[Dataset excerpts]
○ ○ ○ ○
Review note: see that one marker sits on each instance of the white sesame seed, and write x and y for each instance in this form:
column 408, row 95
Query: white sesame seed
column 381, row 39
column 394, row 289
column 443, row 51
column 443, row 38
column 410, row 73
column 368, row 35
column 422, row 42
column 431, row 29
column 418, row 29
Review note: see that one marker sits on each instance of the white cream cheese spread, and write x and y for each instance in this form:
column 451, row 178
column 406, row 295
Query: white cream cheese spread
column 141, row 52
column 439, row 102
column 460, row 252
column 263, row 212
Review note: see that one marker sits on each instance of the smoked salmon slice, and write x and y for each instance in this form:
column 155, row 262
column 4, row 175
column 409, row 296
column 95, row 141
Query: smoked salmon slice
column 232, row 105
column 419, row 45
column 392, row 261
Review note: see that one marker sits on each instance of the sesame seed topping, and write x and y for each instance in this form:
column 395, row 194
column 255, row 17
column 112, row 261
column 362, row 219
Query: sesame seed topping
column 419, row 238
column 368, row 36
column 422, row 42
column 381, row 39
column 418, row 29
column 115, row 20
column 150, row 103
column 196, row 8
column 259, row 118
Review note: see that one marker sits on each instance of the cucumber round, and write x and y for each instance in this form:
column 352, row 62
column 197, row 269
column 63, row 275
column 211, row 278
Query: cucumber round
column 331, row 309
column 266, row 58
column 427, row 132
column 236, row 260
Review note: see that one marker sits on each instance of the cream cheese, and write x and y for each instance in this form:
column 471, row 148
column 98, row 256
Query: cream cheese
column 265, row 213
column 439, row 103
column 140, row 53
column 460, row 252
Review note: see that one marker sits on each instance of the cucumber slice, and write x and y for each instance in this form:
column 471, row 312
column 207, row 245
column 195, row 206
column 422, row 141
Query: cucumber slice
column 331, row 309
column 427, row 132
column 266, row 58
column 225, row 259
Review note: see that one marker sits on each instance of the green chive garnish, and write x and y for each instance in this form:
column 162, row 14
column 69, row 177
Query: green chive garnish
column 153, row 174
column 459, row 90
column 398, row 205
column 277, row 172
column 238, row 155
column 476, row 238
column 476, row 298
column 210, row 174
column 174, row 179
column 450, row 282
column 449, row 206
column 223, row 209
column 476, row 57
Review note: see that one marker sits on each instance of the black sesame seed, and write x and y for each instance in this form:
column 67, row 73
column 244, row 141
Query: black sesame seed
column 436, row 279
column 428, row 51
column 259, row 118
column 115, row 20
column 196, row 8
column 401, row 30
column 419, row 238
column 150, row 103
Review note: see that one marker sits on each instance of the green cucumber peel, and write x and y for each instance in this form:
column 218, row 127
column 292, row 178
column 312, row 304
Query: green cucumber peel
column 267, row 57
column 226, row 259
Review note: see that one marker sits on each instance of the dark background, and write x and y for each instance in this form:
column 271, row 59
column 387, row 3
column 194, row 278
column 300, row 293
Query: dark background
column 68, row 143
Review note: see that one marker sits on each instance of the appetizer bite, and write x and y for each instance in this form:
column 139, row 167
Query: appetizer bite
○ ○ ○ ○
*Aim of the task*
All lines holding the word "appetizer" must be copied from the data.

*Solution to the problem*
Review note: see that one marker sits on each instance of the appetizer bite, and write x and y for each instance in this form:
Query: appetizer bite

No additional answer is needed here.